EXTRACTED TEXT START

We offer a wide range of edge profiles. From simple to complex, from cnc machined to hand made. Here are some examples of the most popular edges. Custom edges may be ordered when needed.
Since 1996 Roman Marble Design has worked on thousands of projects in the D/FW metroplex and North Texas area. We work with custom home builders as well as directly with home owners looking to remodel their homes and add value to their property. Our experience gives us the edge
Our 25,000 sq. ft. facility is located in Irving, TX.
Get to Know Your Stone.
The first step in proper stone care and maintenance is to understand your stone’s geological classification and composition. this information will help you to identify what cleaning products to use and how best to care for your natural stone.
Natural stone is categorized into three basic geological classifications by their respective formation processes: Sedimentary, Metamorphic and igneous. Additionally, stones in each category can be either Calcareous or Siliceous.
Calcareous stone is composed mainly of calcium carbonate, a chemical compound commonly found in natural stone, shells and pearls. Calcium Carbonate is sensitive to acidic solutions so mild, non-acidic cleaners are recommended.
To get the longest life and preserve the beauty of your natural stone, follow these simple tips:
Coasters: Use coasters under all glasses, particularly those containing alcohol or citrus juices.
Trivets: While many stones can withstand heat, the use of trivets or mats is recommended.
Dust Mopping: Dust mop interior floors frequently using a clean non-treated dry dust mop. Sand, dirt and grit are abrasive and can damage natural stone.
Mats/rugs: Mats or area rugs inside and outside an entrance will help to minimize the sand, dirt and grit that may scratch the stone floor. Be sure that the underside of the mat or rug is a slip resistant surface.
Vacuum cleaners: If used, be sure the metal or plastic attachments or the wheels are not worn as they can scratch the surface of some stones.
Spills: Blot the spill with a paper towel immediately. Don’t wipe the area, it will spread the spill. Flush the area with water and mild soap and rinse several times. Dry the area thoroughly with a soft cloth. Repeat as necessary.

EXTRACTED TEXT END
EXCERPTED RECORDS START

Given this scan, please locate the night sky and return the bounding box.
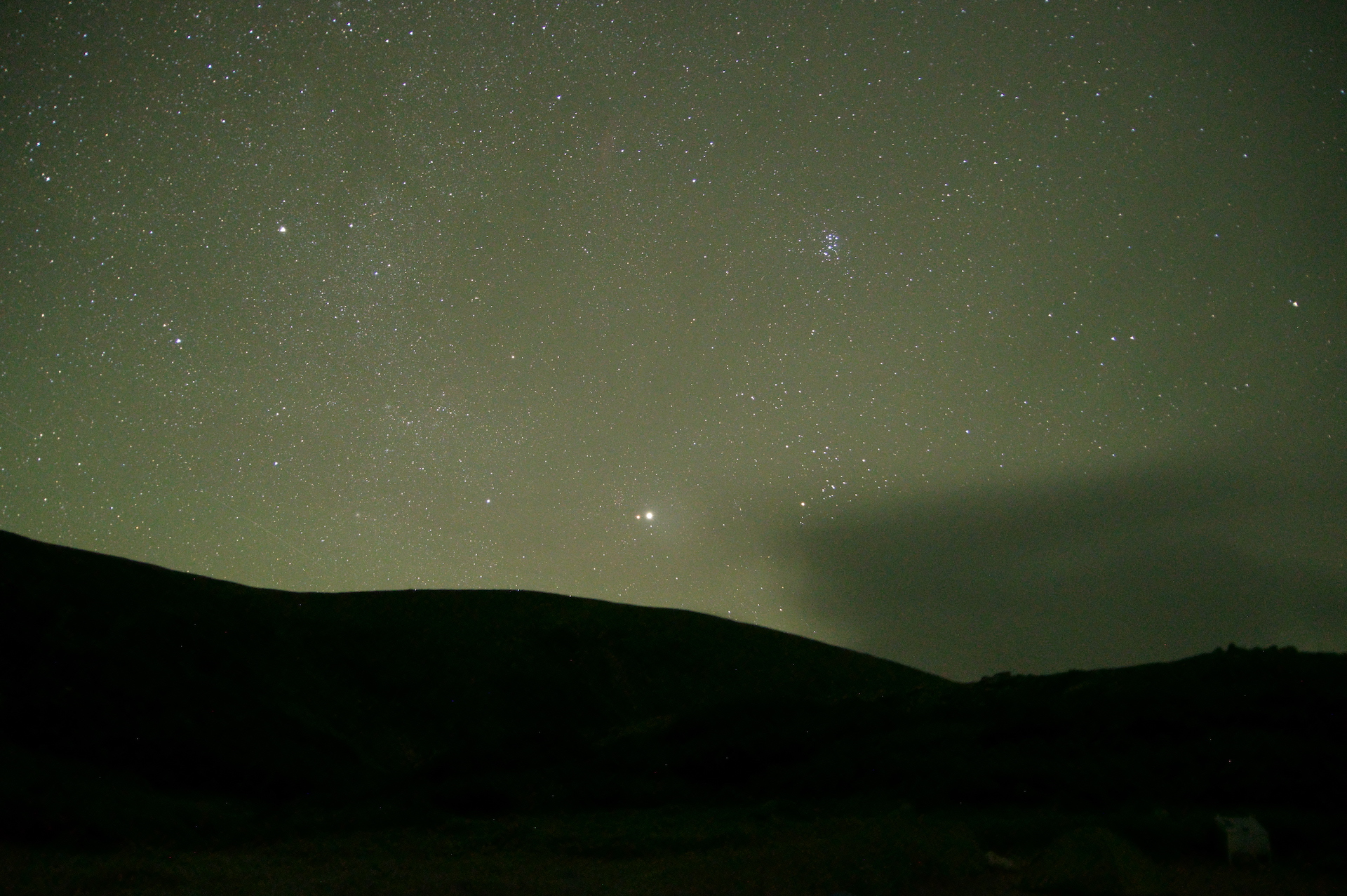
[0,0,1347,679]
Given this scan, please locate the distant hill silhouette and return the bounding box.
[0,533,1347,837]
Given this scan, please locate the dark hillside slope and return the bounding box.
[0,533,1347,851]
[0,533,953,829]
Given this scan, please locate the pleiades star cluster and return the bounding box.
[0,0,1347,678]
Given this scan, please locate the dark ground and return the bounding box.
[0,533,1347,896]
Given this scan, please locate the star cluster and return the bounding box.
[0,0,1347,675]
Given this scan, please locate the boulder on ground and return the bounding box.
[1021,827,1167,896]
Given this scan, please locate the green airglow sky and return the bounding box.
[0,0,1347,678]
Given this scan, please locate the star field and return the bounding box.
[0,0,1347,678]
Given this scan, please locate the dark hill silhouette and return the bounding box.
[0,533,1347,851]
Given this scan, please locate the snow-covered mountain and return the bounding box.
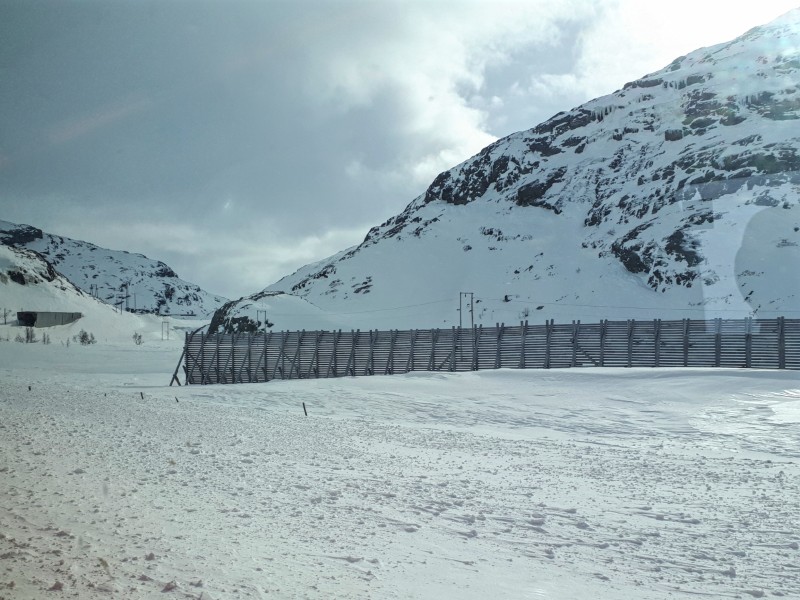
[212,9,800,328]
[0,221,226,317]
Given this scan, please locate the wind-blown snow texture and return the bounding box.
[0,336,800,600]
[216,9,800,328]
[0,221,226,317]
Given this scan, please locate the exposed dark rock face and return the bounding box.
[0,221,225,316]
[214,10,800,328]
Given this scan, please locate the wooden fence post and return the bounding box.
[428,329,439,371]
[266,331,272,381]
[494,323,505,369]
[450,325,461,371]
[325,329,342,377]
[406,329,417,373]
[384,329,397,375]
[628,319,636,368]
[571,321,581,367]
[600,319,608,367]
[744,317,753,369]
[653,319,661,367]
[200,332,206,385]
[544,319,554,369]
[683,319,691,367]
[364,329,378,375]
[344,329,361,377]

EXCERPTED RECORDS END

SET OF TASKS
(a) According to the natural stone page, where is the 25,000 sq. ft. facility?
(b) Extend the natural stone page onward from its tip about spills.
This material has no connection to the natural stone page.

RESULTS OF THE TASKS
(a) Irving, TX.

(b)
Clean stone surfaces with a neutral cleaner, stone soap, or a mild liquid dishwashing detergent and warm water.
Similar to any item cleaned in your home, an excessive concentration of cleaner or soap may leave a film and cause streaks. Follow manufacturer recommendations.
Use a clean rag mop on floors and a soft cloth for other surfaces for best results.
Rinse the surface thoroughly after washing with the soap solution and dry with a soft cloth.
Change the rinse water frequently.
In the bath or other wet areas, soap scum can be minimized by using a squeegee after each use. To remove soap scum, use a non-acidic soap scum remover or a solution of ammonia and water (about 1/2 cup ammonia to a gallon of water). Frequent or over-use of an ammonia solution may eventually dull the surface of some stone types.
In outdoor pool, patio or hot tub areas, flush with clear water and use mild bleach solution to remove algae or moss.
Many suppliers offer products used for stone cleaning.
Products containing lemon, vinegar or other acids may dull or etch calcareous stones.
Scouring powders or creams often contain abrasives that may scratch certain stones.
Many commercially available rust removers (laundry rust stain removers, toilet bowl cleaners) contain trace levels of hydrofluoric acid (HF). This acid attacks silicates in addition to other minerals. All stones, including granite and quartzite, will be attacked if exposed to HF.
Do not mix ammonia and bleach. This combination creates a toxic and lethal gas.